Ficara o trono prematuramente sem sucessor, o reino vestido de luto, o rei desalentado e a princesa D. Isabel, filha primogénita dos Reis Católicos, desconsoladamente viúva após sete curtos meses de casamento, decidiu cortar os seus cabelos louros e recolher-se definitivamente num convento. O sucessor, Manuel I (1469-1521), que tinha integrado a comitiva que fora receber à fronteira a candidata a rainha de Portugal, ficara encantado com a beleza da princesa castelhana, o que explicará todos os esforços que desenvolveu para desposar a viúva que perdera a oportunidade de vir a ser rainha de Portugal.
Manuel I foi feito rei nesse ano de 1495 e endereçou aos Reis Católicos uma proposta de casamento com a viúva do desafortunado príncipe português. Após as insistências de seus pais, que lhe fizeram ver os interesses do Estado espanhol, a princesa acabaria por ceder ao alegado desinteresse em tal matrimónio, mas impondo a Manuel I a condição de que expulsasse os judeus de Portugal. O novel rei, não só cumpriria a promessa, como a excederia, decretando também a expulsão dos mouros, uma desnecessidade óbvia, porquanto nada representavam para o reino cristão, religiosa e etnicamente, ao contrário da Espanha, que só em 1492 conquistou Granada.
A primeira decisão que o novo rei tomou em relação aos judeus ia no sentido da tradição régia da generalidade dos seus antepassados: concedeu carta de alforria aos judeus espanhóis feitos escravos na sequência da permanência no reino após os oito meses acordados com João II. Aliás, igualmente ao que acontecera com os seus predecessores, nutria um enorme respeito pela sabedoria judaica, o que se verificava na afeição pelo famoso médico e matemático Abraham Zacuto, o autor do “Alamanach perpetuum sex Ephemerides et tabulae septem planetarium (1502)”, que se notabilizara em Cartago e Salamanca, onde os cristãos não dispensavam os seus ensinamentos de astronomia. Manuel I nada fazia sem o conselho autorizado de Abraham Zacuto, chegando mesmo a criar uma cadeira de astronomia na Universidade, o que demonstrava a sua credulidade no cientista judeu e não deixando de o consultar antes de enviar a expedição de Vasco da Gama para a Índia, cuja partida ocorreria a 8 de Julho de 1497. É conhecida a colaboração judaica, a vários níveis, científico, humano, comercial, empreendedor, na empresa marítima portuguesa, o que atesta, por um lado, a sua importância na sociedade e na economia portuguesas e, por outro, a continuidade da política de tolerância em finais de quatrocentos, que prosseguiria, apesar do “Édito de Expulsão de 1496”, em termos contraditórios, com o monarca Manuel I.

• Excertos de dados:
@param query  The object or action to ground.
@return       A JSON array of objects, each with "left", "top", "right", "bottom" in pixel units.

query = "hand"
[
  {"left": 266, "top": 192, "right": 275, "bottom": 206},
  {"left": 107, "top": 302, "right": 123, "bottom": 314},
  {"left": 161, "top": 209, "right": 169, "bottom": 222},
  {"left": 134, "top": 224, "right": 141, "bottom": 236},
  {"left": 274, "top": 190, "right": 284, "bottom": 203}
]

• Exercícios propostos:
- A) Responda a cada pergunta sobre o texto:
(i) Quantos meses durou o casamento da princesa D. Isabel antes de ela ficar viúva?
(ii) Que condição impôs a princesa a Manuel I para aceitar casar com ele?
(iii) Em que data partiu a expedição de Vasco da Gama para a Índia?
- B) Transcreva do texto o trecho entre "Ficara o trono" e "rainha de Portugal.", incluindo essas palavras.
Responda com base apenas no texto.

• Respostas:
- A)
(i) Sete meses.
(ii) Que Manuel I expulsasse os judeus de Portugal.
(iii) A 8 de julho de 1497.

- B)
Ficara o trono prematuramente sem sucessor, o reino vestido de luto, o rei desalentado e a princesa D. Isabel, filha primogénita dos Reis Católicos, desconsoladamente viúva após sete curtos meses de casamento, decidiu cortar os seus cabelos louros e recolher-se definitivamente num convento. O sucessor, Manuel I (1469-1521), que tinha integrado a comitiva que fora receber à fronteira a candidata a rainha de Portugal, ficara encantado com a beleza da princesa castelhana, o que explicará todos os esforços que desenvolveu para desposar a viúva que perdera a oportunidade de vir a ser rainha de Portugal.